Start of Provided text

Posted on 05/01/2005 9:04:33 AM PDT by csvset
Health officials have worried for years about the high rate of HIV among African Americans. Now the federal Centers for Disease Control is examining how one group, known as men on the "down low," could be spreading the disease among black women.
(Excerpt) Read more at sfgate.com ...
How anyone in this day and age, in America, doesn't either triple condom or keep it zipped I don't know.
I know, denial. If I don't use a condom, I'm not really gay?
That's frightening.
Not all will be monogamous certainly, but neither will all heteros, I'm afraid.
(Yes, I knew you were being sarcastic.)
"Andre Robinson of the Black Coalition on AIDS, a San Francisco outreach program. [said]"...If these men were the bridge, then why didn't this happen in the '80s?"
I think he makes a good point.
(cough, cough) Fifty Cent (cough, cough).
Too bad stupidity isn't illegal! Wouldn't that solve a lot!
There was a good SVU episode with Ice-T explaining "the down low." Pretty funny when he did it, although deadly serious.
That was a hysterical episode, about the football player and his "poker buddies."
Now there's an ugly disease, federal expenditures. It seems that there isn't a cure for it.
But, ofcourse, they want you to believe there is this large, unknown percentage of gay black men to further their claims that a huge chunk of us are gay.
It has long been my thesis that as data collection becomes more comprehensive and provides easier analysis for things like credit risk, criminal prevalence, diseases, fraud rates, etc. that the picture will emerge of subgroups in the population that are so different from the norm - which foist such massive costs on the rest of the population - that when the full magnitude of it is known there will be political support for efforts to allow discrimination in matters like auto insurance, etc.

End of Provided text
Start of Information

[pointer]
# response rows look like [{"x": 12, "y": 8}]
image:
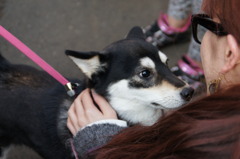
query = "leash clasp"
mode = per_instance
[{"x": 70, "y": 88}]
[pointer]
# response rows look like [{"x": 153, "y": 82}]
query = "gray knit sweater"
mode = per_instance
[{"x": 96, "y": 135}]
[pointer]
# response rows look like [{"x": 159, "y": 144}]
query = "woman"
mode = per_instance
[{"x": 208, "y": 128}]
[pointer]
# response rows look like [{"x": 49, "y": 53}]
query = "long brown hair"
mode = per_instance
[
  {"x": 206, "y": 129},
  {"x": 227, "y": 11}
]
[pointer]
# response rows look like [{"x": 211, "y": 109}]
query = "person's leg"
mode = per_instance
[
  {"x": 178, "y": 12},
  {"x": 194, "y": 48},
  {"x": 172, "y": 27}
]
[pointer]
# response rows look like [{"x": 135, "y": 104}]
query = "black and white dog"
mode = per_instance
[{"x": 131, "y": 74}]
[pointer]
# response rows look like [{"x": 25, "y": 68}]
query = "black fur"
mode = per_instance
[{"x": 31, "y": 100}]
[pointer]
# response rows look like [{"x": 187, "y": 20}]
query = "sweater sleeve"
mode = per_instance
[{"x": 96, "y": 135}]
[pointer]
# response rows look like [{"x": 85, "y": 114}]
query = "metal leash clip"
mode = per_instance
[{"x": 70, "y": 88}]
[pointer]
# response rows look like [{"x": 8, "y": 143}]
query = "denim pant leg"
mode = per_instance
[
  {"x": 194, "y": 48},
  {"x": 180, "y": 9}
]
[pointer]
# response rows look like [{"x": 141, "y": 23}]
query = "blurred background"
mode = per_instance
[{"x": 49, "y": 27}]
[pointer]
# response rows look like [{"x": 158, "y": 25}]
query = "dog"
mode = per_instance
[{"x": 131, "y": 74}]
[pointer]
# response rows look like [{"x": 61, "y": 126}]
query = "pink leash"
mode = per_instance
[{"x": 38, "y": 60}]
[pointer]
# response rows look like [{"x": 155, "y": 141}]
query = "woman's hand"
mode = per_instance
[{"x": 83, "y": 111}]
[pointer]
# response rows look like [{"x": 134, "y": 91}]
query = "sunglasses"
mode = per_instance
[{"x": 203, "y": 20}]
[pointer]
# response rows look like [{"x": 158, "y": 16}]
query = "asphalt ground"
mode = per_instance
[{"x": 49, "y": 27}]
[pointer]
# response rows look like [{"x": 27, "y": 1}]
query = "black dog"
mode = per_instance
[{"x": 131, "y": 74}]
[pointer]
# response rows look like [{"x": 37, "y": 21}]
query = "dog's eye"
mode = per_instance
[{"x": 145, "y": 73}]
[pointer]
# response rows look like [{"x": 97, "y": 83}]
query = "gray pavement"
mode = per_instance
[{"x": 50, "y": 26}]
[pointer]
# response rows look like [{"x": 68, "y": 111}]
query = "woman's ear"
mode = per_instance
[{"x": 232, "y": 54}]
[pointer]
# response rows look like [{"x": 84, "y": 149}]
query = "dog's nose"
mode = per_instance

End of Information

#### [Work required]
Please continue the comment thread on HIV and men on the "down low" from its final post, not from the listing.

#### [Written response]
If for instance, it was known that loss rates for one ethnic group of drivers were in the same proportion as the HIV+ rates quoted above (58.2/2.9=20x) would people support a surcharge on a group which cost an insurance program 20x as much as the rest of that segment? I think so. The reason that there hasn't been support for this to date is that the information has not been available. I'm sure insurance companies run and hide from the issue - but at some point they may be required to publicly disclose the segments of the insured population that are driving costs out of control. It may not be segmentation based on race - but with numbers like above, I cannot image a segmentation scheme that would drive the numbers any higher, except maybe geographic sub segments (e.g., black women in the SF area - has to be a shocking rate).
What's the rate of IV drug use in these groups?
You don't say?
It didn't happen in the '80's? I remember one of the AIDS jokes going around back then:
Q. What's the toughest part about finding out you have AIDS?
A. Trying to convince your mother you're black.
So why were the two largest populations of HIV+ blacks and gays back then (which is what made the joke funny at the time)? Perhaps because there was significant overlap?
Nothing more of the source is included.